───── PROVIDED DATA ─────

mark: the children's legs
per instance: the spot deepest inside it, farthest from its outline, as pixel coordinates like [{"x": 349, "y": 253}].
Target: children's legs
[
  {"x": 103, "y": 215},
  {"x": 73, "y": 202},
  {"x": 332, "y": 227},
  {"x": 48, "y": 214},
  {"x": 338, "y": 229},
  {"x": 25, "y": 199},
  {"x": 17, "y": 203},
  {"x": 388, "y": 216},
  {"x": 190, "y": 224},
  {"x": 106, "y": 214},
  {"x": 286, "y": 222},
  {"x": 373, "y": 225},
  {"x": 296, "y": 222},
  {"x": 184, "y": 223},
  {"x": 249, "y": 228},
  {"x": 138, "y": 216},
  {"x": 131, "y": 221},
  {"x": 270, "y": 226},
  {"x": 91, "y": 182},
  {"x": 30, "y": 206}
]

─────

▶ [EXERCISE OBJECTIVE]:
The lines from the first of the entries through the line holding "per instance: the" are to be restated word for word, and no others.

▶ [TASK RESPONSE]:
mark: the children's legs
per instance: the spot deepest inside it, farthest from its outline, as pixel coordinates like [{"x": 349, "y": 253}].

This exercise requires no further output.